● Exercise:
Repeat word for word everything from the line containing "[(133, 182), (262, 29), (226, 133)]" to the end of the listing, first and last lines included, and only that.

● Stored data:

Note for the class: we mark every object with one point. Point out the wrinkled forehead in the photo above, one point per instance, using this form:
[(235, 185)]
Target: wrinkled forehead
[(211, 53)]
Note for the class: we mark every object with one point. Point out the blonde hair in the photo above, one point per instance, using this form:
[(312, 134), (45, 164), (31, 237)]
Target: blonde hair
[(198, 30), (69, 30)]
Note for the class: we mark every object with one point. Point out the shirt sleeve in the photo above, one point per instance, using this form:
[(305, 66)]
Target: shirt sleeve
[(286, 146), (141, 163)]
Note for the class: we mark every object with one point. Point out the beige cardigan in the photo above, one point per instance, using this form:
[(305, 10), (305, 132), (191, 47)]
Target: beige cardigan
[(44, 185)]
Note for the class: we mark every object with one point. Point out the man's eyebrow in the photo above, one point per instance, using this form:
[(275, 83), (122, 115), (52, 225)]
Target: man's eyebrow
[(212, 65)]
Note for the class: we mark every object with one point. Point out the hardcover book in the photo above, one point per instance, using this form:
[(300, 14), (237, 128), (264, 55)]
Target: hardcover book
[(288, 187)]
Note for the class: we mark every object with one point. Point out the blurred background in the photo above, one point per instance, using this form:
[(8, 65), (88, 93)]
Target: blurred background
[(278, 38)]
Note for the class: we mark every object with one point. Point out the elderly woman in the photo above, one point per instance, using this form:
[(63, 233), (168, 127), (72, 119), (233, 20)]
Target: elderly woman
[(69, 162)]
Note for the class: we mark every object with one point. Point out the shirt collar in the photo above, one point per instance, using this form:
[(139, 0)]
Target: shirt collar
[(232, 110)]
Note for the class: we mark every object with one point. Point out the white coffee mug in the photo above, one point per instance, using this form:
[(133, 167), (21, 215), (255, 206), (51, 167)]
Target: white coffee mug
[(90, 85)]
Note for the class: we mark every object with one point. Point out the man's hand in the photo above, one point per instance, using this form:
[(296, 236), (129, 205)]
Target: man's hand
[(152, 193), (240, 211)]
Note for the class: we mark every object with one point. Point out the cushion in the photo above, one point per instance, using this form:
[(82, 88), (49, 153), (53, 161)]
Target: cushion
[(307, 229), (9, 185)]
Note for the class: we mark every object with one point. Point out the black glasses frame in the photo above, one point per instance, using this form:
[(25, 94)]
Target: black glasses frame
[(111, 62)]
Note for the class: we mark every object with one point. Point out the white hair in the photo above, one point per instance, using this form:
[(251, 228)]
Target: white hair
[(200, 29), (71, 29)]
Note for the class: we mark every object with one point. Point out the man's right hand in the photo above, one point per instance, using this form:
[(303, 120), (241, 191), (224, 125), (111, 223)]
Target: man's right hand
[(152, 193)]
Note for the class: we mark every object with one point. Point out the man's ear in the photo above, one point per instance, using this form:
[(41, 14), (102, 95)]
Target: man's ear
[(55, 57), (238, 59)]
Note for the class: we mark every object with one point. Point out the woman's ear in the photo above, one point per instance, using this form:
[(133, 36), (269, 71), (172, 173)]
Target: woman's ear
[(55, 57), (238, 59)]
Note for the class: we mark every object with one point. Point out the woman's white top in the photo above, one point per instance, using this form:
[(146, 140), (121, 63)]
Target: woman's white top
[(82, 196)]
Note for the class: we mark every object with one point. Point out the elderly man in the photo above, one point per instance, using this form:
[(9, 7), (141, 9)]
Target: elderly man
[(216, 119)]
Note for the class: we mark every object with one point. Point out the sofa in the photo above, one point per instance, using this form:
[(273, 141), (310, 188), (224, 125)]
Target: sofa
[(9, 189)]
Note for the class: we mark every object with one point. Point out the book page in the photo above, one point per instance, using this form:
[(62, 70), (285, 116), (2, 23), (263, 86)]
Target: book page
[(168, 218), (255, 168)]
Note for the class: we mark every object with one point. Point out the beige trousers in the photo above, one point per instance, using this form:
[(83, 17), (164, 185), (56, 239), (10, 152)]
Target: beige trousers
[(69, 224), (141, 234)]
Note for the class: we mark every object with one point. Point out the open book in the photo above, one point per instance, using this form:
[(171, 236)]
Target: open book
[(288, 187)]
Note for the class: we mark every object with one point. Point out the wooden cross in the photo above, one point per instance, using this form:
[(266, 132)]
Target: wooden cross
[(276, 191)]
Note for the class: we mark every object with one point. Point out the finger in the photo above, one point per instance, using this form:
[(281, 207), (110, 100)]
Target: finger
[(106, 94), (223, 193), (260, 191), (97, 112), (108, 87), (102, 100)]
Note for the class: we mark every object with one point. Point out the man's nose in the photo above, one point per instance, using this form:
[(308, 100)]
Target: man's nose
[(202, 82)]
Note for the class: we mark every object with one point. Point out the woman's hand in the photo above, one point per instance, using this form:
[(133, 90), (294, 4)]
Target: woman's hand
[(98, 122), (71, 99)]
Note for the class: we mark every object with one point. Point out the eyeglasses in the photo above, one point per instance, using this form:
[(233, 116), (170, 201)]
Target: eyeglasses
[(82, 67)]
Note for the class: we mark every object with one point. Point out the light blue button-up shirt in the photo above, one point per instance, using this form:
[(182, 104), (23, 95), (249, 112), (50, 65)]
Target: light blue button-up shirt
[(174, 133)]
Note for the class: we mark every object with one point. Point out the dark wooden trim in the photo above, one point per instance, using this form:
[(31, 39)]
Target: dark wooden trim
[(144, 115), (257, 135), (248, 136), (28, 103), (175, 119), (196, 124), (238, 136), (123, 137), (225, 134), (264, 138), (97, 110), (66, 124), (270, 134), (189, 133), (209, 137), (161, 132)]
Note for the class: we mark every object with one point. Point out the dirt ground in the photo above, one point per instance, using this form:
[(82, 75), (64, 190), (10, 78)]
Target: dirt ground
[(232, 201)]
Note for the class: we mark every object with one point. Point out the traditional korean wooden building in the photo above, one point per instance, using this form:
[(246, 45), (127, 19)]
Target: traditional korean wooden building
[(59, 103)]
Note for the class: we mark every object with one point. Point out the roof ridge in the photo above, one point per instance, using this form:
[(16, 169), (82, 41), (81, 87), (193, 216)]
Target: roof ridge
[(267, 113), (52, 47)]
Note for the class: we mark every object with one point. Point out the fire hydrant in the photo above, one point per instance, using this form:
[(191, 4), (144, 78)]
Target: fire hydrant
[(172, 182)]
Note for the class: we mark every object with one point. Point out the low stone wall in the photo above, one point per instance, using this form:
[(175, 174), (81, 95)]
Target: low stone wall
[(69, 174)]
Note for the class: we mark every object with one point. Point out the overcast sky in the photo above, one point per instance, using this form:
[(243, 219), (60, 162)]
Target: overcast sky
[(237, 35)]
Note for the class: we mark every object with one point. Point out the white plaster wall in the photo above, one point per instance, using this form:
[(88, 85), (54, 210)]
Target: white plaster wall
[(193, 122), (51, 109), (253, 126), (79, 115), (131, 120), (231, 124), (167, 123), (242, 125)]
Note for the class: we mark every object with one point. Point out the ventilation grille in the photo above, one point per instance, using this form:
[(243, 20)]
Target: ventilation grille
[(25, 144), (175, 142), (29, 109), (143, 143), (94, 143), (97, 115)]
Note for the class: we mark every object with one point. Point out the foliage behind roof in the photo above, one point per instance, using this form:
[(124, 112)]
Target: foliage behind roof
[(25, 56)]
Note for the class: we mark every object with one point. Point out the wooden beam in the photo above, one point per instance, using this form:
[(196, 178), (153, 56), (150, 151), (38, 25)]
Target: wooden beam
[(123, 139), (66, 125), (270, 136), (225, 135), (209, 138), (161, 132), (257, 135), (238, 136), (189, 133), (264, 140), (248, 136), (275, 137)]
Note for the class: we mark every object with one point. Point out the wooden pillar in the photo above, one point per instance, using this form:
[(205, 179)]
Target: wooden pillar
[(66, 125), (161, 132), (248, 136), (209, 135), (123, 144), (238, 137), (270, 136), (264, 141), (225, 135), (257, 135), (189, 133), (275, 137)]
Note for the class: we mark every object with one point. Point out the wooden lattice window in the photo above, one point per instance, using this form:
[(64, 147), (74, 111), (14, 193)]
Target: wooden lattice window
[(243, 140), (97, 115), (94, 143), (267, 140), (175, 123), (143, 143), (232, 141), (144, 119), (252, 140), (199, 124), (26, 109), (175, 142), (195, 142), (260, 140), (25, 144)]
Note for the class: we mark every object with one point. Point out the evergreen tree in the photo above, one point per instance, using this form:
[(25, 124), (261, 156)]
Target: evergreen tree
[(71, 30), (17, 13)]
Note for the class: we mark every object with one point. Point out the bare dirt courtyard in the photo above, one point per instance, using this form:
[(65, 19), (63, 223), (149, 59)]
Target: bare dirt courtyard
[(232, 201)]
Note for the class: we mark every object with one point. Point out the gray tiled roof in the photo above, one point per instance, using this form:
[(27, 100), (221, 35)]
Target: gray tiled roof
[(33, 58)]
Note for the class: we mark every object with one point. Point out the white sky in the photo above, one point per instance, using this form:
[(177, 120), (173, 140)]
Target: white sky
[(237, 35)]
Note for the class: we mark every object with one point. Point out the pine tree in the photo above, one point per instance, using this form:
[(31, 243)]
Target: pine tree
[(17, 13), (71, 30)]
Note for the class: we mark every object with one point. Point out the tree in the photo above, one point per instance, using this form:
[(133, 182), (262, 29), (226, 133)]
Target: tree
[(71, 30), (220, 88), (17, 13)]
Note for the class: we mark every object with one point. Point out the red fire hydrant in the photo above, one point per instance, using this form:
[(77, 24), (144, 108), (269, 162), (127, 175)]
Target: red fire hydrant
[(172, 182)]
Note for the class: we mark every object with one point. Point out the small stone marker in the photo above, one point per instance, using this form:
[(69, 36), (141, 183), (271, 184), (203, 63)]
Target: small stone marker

● Task response:
[(133, 182), (262, 29), (226, 133)]
Target: tree
[(71, 30), (220, 88), (17, 13)]
Note for the class: we mark every object with one point. Point out the red fire hydrant in the photo above, one point per instance, using this form:
[(77, 24), (144, 108), (269, 162), (127, 175)]
Target: red fire hydrant
[(172, 182)]
Note for the class: we mark every object with one point. Point out the small stone marker in the photo above, one point per instance, using this form:
[(69, 36), (141, 183), (271, 184), (203, 63)]
Target: small stone marker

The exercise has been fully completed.